Requests.
• A. Repeat word for word the passage of the comment-trolling article below, from "And while managing" to "your user-generated content.".
• B. Name all five ways to reduce trolling that the comment-trolling article below gives in its highlights.

Article.
=======

5 Ways to Decrease Trolling and Improve the Quality of Your Comments

With the prevalence of online trolls, some organizations have put up their hands and given up on the comment section. But doing so, even temporarily, has major drawbacks for organizations…

Last updated October 28th, 2019

Highlights:

  1. Reward users to encourage desired conversations
  2. Offer moderation tools to your users
  3. Use artificial intelligence in conjunction with your human efforts
  4. Quiz your users to weed out those who haven’t read the full story
  5. Stop anonymous comments

With the prevalence of online trolls, some organizations have put up their hands and given up on the comment section altogether. But doing so, even temporarily, has major drawbacks for organizations and their users.

As Carrie Lysenko Head of Digital for The Weather Network pointed out in an RTNDA Canada panel on engagement, turning off comments can result in a significant drop in pageviews and attention time. This echoes Viafoura’s own findings that brands with commenting can increase pageviews by 248% and attention time by 364%. This increased engagement leads to higher registrations and subscriptions since engaged users are more likely to pay for premium services.

And while managing online communities has traditionally been cumbersome and expensive, today there are many cost-effective ways to reduce or eliminate trolling. For media companies, these new tools allow you to not only keep your comment section open, but also to capitalize on your user-generated content.

Reward Users to Promote Civil Comments

Trusted-user badge

Encourage users to submit thoughtful comments by rewarding your best commenters with a trusted-user badge. With this status, an icon will appear beside the user’s name for others to see. These trusted users are also able to publish their comments in real time without being moderated.

Editor’s pick

Another way to reward users is by giving their comment the editor’s pick status. These comments can be featured in prominent positions on your website to model the types of comments you want to receive.

This is also beneficial for SEO, because comments that are placed higher on your webpage will get indexed by Google, and the keywords in those comments may be a closer match to users’ own search terms than those used by a journalist.

=======

Dataset excerpt.
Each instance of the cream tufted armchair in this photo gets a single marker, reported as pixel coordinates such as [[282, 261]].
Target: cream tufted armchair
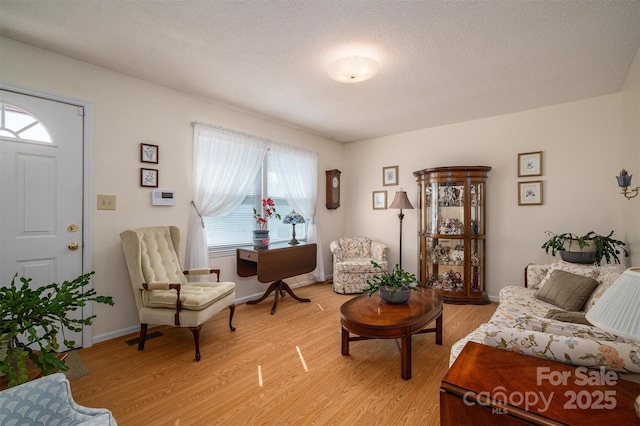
[[352, 262], [163, 295]]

=======

Solution set.
• A.
And while managing online communities has traditionally been cumbersome and expensive, today there are many cost-effective ways to reduce or eliminate trolling. For media companies, these new tools allow you to not only keep your comment section open, but also to capitalize on your user-generated content.

• B.
1. Reward users to encourage desired conversations
2. Offer moderation tools to your users
3. Use artificial intelligence in conjunction with your human efforts
4. Quiz your users to weed out those who haven’t read the full story
5. Stop anonymous comments